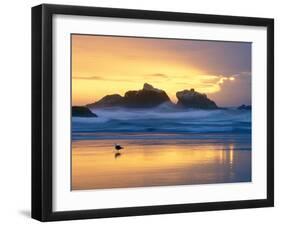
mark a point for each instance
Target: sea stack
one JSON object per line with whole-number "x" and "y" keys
{"x": 147, "y": 97}
{"x": 81, "y": 111}
{"x": 192, "y": 99}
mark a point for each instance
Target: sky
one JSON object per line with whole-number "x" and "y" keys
{"x": 103, "y": 65}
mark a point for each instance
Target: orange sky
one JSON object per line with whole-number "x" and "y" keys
{"x": 103, "y": 65}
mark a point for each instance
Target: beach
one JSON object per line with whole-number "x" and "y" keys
{"x": 158, "y": 159}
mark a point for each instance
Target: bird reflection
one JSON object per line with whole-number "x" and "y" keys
{"x": 117, "y": 155}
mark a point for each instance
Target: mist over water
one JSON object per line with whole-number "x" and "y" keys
{"x": 162, "y": 146}
{"x": 164, "y": 120}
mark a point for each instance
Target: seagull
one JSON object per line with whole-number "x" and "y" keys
{"x": 118, "y": 147}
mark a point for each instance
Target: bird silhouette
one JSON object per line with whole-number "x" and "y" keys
{"x": 118, "y": 147}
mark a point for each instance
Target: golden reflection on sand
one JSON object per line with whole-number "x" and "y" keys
{"x": 95, "y": 165}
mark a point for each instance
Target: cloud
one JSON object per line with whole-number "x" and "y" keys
{"x": 88, "y": 78}
{"x": 159, "y": 75}
{"x": 99, "y": 78}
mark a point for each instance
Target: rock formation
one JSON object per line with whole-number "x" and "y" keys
{"x": 81, "y": 111}
{"x": 192, "y": 99}
{"x": 145, "y": 98}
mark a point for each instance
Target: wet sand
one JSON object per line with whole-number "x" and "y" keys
{"x": 149, "y": 162}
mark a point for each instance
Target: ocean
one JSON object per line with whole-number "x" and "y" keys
{"x": 164, "y": 146}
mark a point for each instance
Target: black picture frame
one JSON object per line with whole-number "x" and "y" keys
{"x": 42, "y": 111}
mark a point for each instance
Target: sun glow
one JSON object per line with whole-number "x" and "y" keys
{"x": 103, "y": 65}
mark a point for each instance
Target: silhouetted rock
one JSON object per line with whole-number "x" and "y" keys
{"x": 192, "y": 99}
{"x": 245, "y": 107}
{"x": 81, "y": 111}
{"x": 108, "y": 101}
{"x": 145, "y": 98}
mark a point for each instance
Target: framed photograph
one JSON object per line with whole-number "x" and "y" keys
{"x": 145, "y": 112}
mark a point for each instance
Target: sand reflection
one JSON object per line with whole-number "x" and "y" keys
{"x": 96, "y": 165}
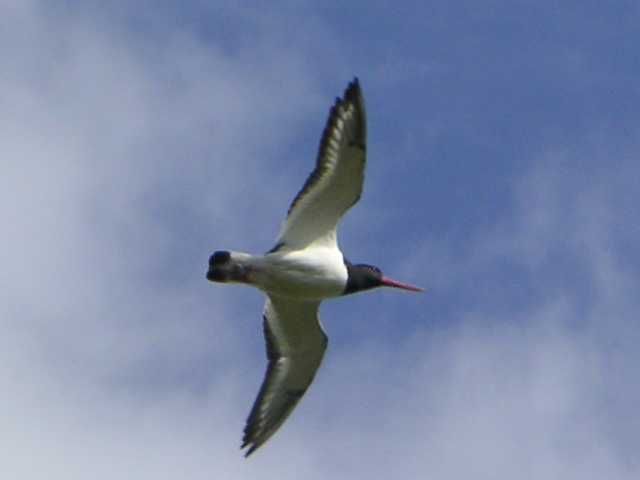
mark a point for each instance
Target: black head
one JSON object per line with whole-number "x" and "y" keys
{"x": 365, "y": 277}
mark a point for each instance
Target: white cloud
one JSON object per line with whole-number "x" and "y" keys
{"x": 120, "y": 162}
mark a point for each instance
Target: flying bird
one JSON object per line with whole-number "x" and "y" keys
{"x": 306, "y": 267}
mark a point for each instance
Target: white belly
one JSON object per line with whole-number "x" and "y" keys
{"x": 312, "y": 274}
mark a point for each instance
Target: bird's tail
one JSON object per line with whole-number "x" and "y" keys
{"x": 227, "y": 266}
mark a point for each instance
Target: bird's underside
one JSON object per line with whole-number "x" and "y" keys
{"x": 294, "y": 337}
{"x": 304, "y": 267}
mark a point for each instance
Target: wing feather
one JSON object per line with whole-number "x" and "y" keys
{"x": 335, "y": 184}
{"x": 295, "y": 344}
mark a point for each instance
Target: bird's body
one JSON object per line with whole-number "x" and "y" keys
{"x": 305, "y": 267}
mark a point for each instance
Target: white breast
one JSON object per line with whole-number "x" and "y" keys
{"x": 314, "y": 273}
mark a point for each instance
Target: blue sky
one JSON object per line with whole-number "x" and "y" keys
{"x": 137, "y": 138}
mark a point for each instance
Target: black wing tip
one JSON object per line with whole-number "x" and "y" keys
{"x": 353, "y": 88}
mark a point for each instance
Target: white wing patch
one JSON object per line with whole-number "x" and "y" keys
{"x": 336, "y": 182}
{"x": 295, "y": 346}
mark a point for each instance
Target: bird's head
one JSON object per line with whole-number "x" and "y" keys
{"x": 365, "y": 277}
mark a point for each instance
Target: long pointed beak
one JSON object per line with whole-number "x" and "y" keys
{"x": 388, "y": 282}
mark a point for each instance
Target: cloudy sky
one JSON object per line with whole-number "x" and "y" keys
{"x": 503, "y": 176}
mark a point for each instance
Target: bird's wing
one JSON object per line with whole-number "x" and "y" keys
{"x": 336, "y": 182}
{"x": 295, "y": 347}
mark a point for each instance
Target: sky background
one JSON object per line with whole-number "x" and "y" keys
{"x": 503, "y": 175}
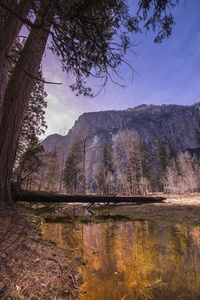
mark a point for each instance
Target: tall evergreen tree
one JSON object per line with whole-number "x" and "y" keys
{"x": 52, "y": 172}
{"x": 169, "y": 155}
{"x": 105, "y": 169}
{"x": 30, "y": 162}
{"x": 144, "y": 160}
{"x": 73, "y": 168}
{"x": 160, "y": 156}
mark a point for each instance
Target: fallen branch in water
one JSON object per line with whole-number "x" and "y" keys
{"x": 32, "y": 196}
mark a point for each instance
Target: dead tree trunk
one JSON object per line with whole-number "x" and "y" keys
{"x": 10, "y": 27}
{"x": 15, "y": 103}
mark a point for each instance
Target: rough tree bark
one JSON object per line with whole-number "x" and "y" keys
{"x": 10, "y": 27}
{"x": 15, "y": 104}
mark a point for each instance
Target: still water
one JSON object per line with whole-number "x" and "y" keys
{"x": 133, "y": 260}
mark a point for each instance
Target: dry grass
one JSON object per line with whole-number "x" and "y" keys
{"x": 31, "y": 267}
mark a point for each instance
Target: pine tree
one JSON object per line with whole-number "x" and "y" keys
{"x": 161, "y": 162}
{"x": 160, "y": 156}
{"x": 144, "y": 160}
{"x": 29, "y": 164}
{"x": 169, "y": 155}
{"x": 73, "y": 168}
{"x": 52, "y": 172}
{"x": 105, "y": 170}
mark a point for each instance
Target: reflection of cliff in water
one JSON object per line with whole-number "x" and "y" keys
{"x": 134, "y": 260}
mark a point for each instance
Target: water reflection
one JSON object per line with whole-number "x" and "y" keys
{"x": 134, "y": 260}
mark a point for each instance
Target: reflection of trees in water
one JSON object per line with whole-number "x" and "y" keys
{"x": 139, "y": 260}
{"x": 185, "y": 256}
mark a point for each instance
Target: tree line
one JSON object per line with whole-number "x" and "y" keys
{"x": 90, "y": 38}
{"x": 122, "y": 166}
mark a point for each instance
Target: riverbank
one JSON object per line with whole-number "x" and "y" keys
{"x": 183, "y": 209}
{"x": 31, "y": 266}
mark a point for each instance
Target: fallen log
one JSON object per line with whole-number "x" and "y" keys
{"x": 46, "y": 197}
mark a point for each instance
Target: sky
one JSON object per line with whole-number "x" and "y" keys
{"x": 167, "y": 73}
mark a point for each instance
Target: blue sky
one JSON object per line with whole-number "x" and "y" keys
{"x": 167, "y": 73}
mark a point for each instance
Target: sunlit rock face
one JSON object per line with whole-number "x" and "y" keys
{"x": 178, "y": 126}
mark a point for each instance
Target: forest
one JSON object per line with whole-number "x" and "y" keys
{"x": 116, "y": 251}
{"x": 124, "y": 167}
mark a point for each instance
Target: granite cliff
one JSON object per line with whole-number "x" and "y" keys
{"x": 178, "y": 126}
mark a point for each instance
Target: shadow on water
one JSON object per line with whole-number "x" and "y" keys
{"x": 124, "y": 259}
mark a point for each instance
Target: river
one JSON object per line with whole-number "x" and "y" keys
{"x": 132, "y": 259}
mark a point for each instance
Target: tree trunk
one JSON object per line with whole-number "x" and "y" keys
{"x": 16, "y": 100}
{"x": 10, "y": 27}
{"x": 84, "y": 175}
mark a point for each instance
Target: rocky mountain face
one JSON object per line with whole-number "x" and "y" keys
{"x": 178, "y": 126}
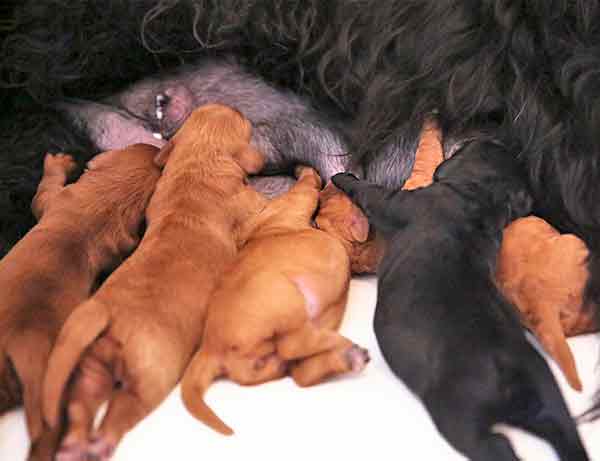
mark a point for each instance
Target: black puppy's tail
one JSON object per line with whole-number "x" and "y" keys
{"x": 534, "y": 402}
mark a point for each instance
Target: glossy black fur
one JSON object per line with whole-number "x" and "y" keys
{"x": 442, "y": 325}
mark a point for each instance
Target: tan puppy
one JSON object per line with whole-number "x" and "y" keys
{"x": 277, "y": 308}
{"x": 428, "y": 157}
{"x": 129, "y": 344}
{"x": 84, "y": 228}
{"x": 544, "y": 274}
{"x": 340, "y": 217}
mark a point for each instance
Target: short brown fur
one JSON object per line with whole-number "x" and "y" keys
{"x": 131, "y": 341}
{"x": 277, "y": 308}
{"x": 544, "y": 274}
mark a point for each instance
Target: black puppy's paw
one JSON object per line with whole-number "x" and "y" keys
{"x": 344, "y": 181}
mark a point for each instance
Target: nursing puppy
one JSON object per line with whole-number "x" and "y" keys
{"x": 450, "y": 335}
{"x": 544, "y": 274}
{"x": 84, "y": 228}
{"x": 276, "y": 312}
{"x": 129, "y": 344}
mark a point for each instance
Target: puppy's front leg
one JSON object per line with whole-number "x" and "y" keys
{"x": 56, "y": 170}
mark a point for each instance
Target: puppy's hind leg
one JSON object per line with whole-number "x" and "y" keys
{"x": 91, "y": 385}
{"x": 320, "y": 354}
{"x": 301, "y": 201}
{"x": 56, "y": 170}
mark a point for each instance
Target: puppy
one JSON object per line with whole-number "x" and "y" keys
{"x": 442, "y": 325}
{"x": 131, "y": 341}
{"x": 341, "y": 218}
{"x": 277, "y": 308}
{"x": 84, "y": 228}
{"x": 335, "y": 208}
{"x": 544, "y": 274}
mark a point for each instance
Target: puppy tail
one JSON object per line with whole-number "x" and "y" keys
{"x": 29, "y": 354}
{"x": 535, "y": 403}
{"x": 80, "y": 330}
{"x": 202, "y": 371}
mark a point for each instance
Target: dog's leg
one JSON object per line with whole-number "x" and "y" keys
{"x": 314, "y": 370}
{"x": 320, "y": 353}
{"x": 469, "y": 433}
{"x": 91, "y": 385}
{"x": 44, "y": 448}
{"x": 298, "y": 205}
{"x": 56, "y": 169}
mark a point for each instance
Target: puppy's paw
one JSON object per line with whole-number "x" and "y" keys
{"x": 357, "y": 358}
{"x": 101, "y": 450}
{"x": 72, "y": 452}
{"x": 59, "y": 164}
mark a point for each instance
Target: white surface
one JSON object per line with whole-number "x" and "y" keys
{"x": 368, "y": 416}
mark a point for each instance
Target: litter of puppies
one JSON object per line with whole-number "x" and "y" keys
{"x": 209, "y": 290}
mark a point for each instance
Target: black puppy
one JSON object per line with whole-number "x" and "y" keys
{"x": 442, "y": 325}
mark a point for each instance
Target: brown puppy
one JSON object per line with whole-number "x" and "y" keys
{"x": 280, "y": 303}
{"x": 544, "y": 273}
{"x": 340, "y": 217}
{"x": 131, "y": 341}
{"x": 428, "y": 157}
{"x": 84, "y": 228}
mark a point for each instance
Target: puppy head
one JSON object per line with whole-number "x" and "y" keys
{"x": 215, "y": 127}
{"x": 341, "y": 218}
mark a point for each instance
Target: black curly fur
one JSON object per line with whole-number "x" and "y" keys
{"x": 526, "y": 70}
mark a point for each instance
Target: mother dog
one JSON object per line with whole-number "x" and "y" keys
{"x": 522, "y": 73}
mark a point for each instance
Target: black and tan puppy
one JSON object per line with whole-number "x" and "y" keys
{"x": 442, "y": 325}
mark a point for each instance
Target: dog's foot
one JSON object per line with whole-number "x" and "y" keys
{"x": 100, "y": 450}
{"x": 72, "y": 452}
{"x": 59, "y": 165}
{"x": 357, "y": 358}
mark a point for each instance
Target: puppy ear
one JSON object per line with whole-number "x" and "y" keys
{"x": 250, "y": 159}
{"x": 163, "y": 155}
{"x": 358, "y": 225}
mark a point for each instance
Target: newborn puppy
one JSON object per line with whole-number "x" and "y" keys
{"x": 277, "y": 308}
{"x": 335, "y": 207}
{"x": 442, "y": 325}
{"x": 84, "y": 228}
{"x": 340, "y": 217}
{"x": 129, "y": 344}
{"x": 544, "y": 274}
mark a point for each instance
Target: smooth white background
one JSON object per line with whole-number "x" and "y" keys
{"x": 370, "y": 416}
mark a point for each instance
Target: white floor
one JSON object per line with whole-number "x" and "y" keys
{"x": 371, "y": 416}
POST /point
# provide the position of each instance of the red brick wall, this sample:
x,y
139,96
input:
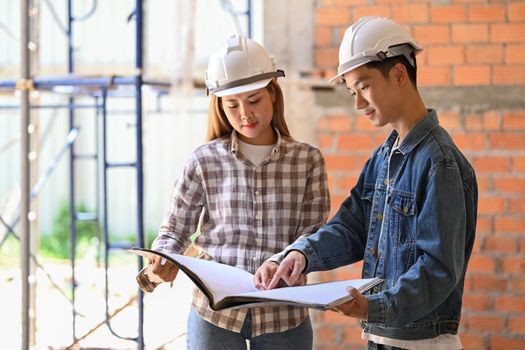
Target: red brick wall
x,y
468,45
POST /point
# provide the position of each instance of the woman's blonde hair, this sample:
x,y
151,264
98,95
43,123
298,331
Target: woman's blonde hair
x,y
218,124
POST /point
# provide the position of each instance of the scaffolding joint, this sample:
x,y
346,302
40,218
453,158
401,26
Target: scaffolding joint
x,y
25,85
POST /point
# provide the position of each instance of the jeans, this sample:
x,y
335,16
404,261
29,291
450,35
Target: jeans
x,y
202,335
374,346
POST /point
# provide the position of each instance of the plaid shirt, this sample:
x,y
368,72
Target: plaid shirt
x,y
246,214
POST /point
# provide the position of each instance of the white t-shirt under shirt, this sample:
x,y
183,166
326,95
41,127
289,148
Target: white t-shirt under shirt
x,y
255,153
441,342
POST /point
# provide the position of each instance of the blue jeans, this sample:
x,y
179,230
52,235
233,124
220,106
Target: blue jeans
x,y
202,335
374,346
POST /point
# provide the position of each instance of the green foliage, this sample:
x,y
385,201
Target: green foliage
x,y
57,244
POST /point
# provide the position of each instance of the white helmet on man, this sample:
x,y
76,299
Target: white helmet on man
x,y
374,39
242,65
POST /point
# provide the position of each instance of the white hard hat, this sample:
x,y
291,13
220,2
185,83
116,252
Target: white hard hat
x,y
241,65
374,39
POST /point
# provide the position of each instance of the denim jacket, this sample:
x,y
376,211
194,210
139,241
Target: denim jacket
x,y
430,193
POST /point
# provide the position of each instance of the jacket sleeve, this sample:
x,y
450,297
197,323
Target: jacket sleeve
x,y
440,243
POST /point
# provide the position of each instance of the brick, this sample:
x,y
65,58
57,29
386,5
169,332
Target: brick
x,y
448,14
472,340
476,302
516,11
507,33
484,224
326,141
481,263
433,76
484,54
491,204
336,123
516,324
378,10
509,184
509,304
469,141
516,205
510,224
514,265
441,55
518,164
518,285
470,33
486,323
363,124
506,342
332,16
484,184
499,244
432,34
492,164
411,13
471,75
508,75
514,120
344,3
507,141
326,57
487,13
492,120
514,54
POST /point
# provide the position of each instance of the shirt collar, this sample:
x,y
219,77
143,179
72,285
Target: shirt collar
x,y
415,136
234,147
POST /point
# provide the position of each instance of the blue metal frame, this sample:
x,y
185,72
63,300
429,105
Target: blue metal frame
x,y
100,88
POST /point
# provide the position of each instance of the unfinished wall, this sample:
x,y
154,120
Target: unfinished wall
x,y
472,71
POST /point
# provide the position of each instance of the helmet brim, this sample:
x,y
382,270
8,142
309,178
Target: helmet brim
x,y
243,88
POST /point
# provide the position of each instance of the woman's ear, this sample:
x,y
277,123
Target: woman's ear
x,y
271,90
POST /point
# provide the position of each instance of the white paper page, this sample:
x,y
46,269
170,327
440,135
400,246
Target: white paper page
x,y
222,280
313,294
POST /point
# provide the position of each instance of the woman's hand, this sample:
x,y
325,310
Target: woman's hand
x,y
160,270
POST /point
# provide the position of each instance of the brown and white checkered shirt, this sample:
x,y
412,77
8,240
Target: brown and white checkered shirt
x,y
249,213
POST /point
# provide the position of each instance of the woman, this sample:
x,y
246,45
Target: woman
x,y
252,190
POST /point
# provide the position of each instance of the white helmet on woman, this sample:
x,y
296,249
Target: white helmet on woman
x,y
241,65
374,39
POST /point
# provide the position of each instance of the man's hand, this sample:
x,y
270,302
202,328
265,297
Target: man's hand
x,y
357,307
290,270
264,274
159,270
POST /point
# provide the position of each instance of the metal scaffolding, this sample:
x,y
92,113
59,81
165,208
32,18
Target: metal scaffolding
x,y
100,89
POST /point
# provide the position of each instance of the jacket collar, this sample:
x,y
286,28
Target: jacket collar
x,y
415,136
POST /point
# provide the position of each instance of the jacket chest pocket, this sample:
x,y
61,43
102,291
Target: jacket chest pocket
x,y
403,218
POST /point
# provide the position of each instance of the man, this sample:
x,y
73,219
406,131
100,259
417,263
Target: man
x,y
412,214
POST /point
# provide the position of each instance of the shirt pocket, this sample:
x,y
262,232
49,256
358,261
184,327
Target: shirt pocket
x,y
403,218
367,198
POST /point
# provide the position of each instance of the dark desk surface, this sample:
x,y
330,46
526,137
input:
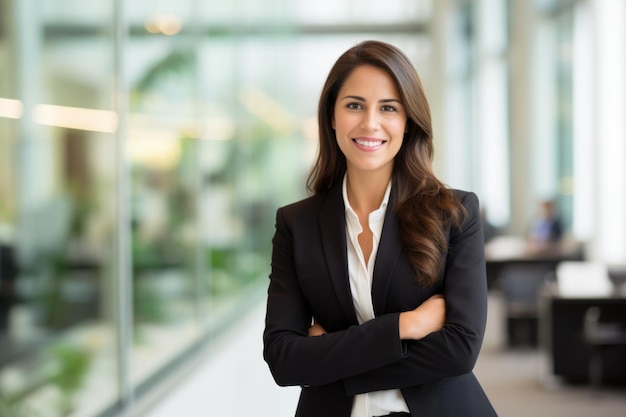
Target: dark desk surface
x,y
561,337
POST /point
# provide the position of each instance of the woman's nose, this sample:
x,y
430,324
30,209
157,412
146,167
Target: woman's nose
x,y
370,120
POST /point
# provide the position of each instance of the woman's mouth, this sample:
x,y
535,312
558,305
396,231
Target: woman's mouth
x,y
368,145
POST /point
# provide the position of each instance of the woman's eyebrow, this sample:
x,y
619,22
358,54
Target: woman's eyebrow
x,y
359,98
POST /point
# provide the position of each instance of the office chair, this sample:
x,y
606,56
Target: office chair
x,y
600,337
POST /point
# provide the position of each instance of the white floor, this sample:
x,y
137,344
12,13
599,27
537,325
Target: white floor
x,y
232,381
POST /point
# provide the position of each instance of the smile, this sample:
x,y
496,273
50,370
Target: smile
x,y
369,143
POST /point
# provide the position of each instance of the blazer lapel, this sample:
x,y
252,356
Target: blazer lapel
x,y
389,249
333,231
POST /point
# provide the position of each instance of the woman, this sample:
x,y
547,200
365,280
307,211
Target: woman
x,y
377,296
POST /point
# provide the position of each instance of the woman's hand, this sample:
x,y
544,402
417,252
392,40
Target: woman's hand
x,y
426,318
316,329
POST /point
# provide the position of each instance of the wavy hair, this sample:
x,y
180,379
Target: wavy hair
x,y
423,204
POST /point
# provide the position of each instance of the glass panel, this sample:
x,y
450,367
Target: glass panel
x,y
57,187
162,150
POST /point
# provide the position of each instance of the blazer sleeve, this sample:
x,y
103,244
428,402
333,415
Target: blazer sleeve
x,y
453,350
293,357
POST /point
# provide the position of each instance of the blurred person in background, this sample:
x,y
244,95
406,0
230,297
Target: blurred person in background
x,y
377,297
547,228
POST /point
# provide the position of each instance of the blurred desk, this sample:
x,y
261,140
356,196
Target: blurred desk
x,y
506,253
561,336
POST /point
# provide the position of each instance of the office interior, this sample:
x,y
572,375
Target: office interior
x,y
145,146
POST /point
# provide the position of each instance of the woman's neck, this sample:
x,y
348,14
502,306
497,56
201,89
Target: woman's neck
x,y
366,192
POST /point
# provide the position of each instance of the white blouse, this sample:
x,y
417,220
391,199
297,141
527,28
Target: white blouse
x,y
376,403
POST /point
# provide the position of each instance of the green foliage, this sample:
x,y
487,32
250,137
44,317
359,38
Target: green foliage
x,y
10,407
69,373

## REQUIREMENT
How many lines of the listing above contain the string "unfinished"? Give only the number.

## SOLUTION FOR THIS PROBLEM
2